(Text zur Prüfung):
Kirchenhistoriker: Päpste meist kränker als Vatikan zugibt
Der Augsburger Kirchenhistoriker Jörg Ernesti hat dem Vatikan vorgeworfen, nur scheibchenweise über den Gesundheitszustand von Papst Franziskus zu informieren. "Meistens waren die Päpste schon erheblich kränker, als es die täglichen Bulletins suggeriert haben", sagte Ernesti dem "Focus" am Freitag.
Zudem äußerte sich der Theologe zu möglichen Szenarien der nächsten Tage. Franziskus könnte zurücktreten, so Ernesti: "Der Papst ist zuallererst Bischof von Rom, und ein Bischof kann ohne Weiteres auf sein Amt verzichten." Auch Franziskus habe diese Möglichkeit mehrere Male angedeutet.
Problematisch wäre es, wenn Franziskus diese Rücktrittsentscheidung nicht mehr selbst treffen könnte, so Ernesti. "Für diesen Fall herrscht ein schlimmes Manko, dann müsste wohl das Kardinalskollegium zusammenkommen und die Amtsunfähigkeit erklären. Dieser Fall ist in früheren Jahrhunderten so nicht vorgekommen."

(Aufgabe):
Schreiben Sie bitte den Artikel über den Gesundheitszustand von Papst Franziskus im Anschluss an seinen letzten Satz weiter. Die Daten spielen hierfür keine Rolle.

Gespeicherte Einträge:
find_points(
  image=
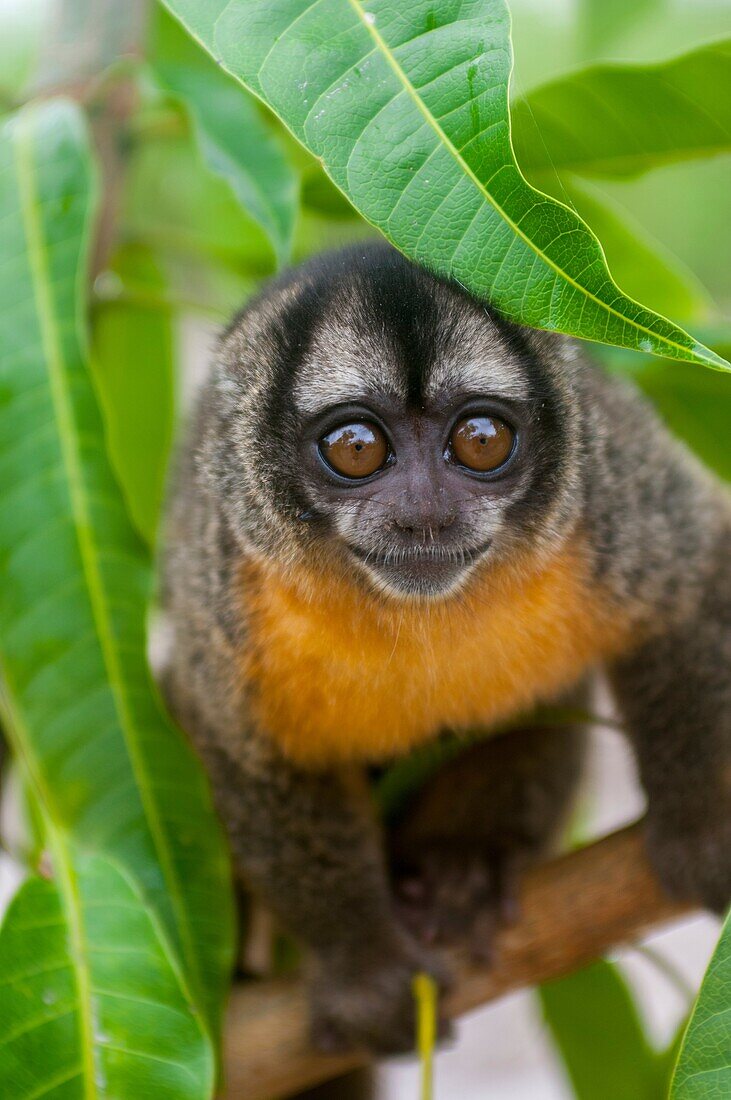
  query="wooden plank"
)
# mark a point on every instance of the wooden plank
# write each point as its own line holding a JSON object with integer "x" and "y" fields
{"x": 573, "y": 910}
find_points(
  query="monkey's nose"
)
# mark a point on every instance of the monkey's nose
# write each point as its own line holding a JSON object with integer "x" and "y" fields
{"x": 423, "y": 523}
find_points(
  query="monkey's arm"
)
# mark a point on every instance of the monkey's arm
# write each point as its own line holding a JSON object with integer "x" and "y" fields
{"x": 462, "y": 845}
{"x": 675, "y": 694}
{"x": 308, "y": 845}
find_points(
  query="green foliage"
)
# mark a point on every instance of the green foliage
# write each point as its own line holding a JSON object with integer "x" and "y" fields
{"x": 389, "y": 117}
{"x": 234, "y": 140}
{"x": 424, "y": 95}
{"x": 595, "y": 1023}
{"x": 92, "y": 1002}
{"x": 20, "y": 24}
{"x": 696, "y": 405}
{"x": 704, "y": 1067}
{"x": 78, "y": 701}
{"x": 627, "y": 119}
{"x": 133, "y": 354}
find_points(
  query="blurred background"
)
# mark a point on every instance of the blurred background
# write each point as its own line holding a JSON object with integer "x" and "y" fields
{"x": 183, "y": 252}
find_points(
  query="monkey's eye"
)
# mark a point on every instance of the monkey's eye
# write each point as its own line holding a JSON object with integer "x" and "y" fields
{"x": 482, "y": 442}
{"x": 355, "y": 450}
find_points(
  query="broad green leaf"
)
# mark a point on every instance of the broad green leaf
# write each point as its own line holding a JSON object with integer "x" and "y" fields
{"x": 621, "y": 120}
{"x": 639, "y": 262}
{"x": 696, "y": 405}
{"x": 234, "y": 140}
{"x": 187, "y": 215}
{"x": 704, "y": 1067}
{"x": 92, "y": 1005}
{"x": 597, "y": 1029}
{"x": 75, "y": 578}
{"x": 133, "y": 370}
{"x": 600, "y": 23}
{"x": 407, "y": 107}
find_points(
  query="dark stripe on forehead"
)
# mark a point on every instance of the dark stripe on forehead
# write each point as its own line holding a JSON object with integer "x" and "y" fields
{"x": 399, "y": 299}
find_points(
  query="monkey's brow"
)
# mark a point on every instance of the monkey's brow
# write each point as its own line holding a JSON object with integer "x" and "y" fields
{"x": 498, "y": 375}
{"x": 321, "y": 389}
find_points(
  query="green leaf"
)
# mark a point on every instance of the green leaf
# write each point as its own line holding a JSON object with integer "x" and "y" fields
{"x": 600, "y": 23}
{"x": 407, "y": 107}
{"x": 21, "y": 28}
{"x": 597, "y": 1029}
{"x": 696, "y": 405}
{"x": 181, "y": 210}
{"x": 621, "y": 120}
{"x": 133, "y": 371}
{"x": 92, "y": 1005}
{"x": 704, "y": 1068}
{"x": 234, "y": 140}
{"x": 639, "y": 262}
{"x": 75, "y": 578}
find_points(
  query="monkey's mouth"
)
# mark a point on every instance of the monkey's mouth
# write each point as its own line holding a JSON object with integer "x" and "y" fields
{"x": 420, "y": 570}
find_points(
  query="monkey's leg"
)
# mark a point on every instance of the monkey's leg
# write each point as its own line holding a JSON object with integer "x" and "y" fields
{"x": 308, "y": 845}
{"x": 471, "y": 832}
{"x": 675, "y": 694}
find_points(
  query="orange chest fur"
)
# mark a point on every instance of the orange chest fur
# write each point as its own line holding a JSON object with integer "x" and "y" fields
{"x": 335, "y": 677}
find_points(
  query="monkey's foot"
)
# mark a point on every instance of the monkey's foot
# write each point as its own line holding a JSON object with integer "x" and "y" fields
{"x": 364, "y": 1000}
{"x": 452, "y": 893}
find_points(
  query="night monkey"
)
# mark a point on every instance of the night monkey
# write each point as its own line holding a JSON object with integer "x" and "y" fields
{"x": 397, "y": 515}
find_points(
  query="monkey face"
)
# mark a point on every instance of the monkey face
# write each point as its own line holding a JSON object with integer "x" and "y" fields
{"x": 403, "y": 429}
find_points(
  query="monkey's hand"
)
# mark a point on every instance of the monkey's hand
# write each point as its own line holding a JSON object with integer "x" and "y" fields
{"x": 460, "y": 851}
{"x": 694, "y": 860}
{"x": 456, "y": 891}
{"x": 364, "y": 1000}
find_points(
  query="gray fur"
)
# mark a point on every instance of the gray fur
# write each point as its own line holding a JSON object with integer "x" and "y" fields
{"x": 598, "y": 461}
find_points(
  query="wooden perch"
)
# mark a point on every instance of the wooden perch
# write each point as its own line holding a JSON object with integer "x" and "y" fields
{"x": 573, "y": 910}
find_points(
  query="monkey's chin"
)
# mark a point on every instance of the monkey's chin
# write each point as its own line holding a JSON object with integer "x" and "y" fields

(Schriftliche Antwort):
"Franziskus ist immer im Dienst"
Dass Franziskus bei einer Genesung kürzertreten würde, glaubt der Kirchenhistoriker nicht. "Franziskus ist ein Jesuit. Er ist immer im Dienst. Ich kann mir nicht vorstellen, dass er kürzertritt oder Aufgaben stärker delegiert. Er hat ja auch in den letzten Wochen schon nicht auf seine Ärzte gehört, die ihm zu mehr Ruhe geraten haben."
Papst Franziskus ist seit einer Woche in der römischen Gemelli-Klinik. Er wurde mit einer Atemwegsinfektion eingeliefert, am Dienstag wurde zudem eine beidseitige Lungenentzündung diagnostiziert. Zweimal am Tag informiert der Vatikan über den Zustand des Papstes. Der Tenor: Er sei stabil, bewege sich aus dem Bett, lese und nehme Mahlzeiten zu sich. (KNA)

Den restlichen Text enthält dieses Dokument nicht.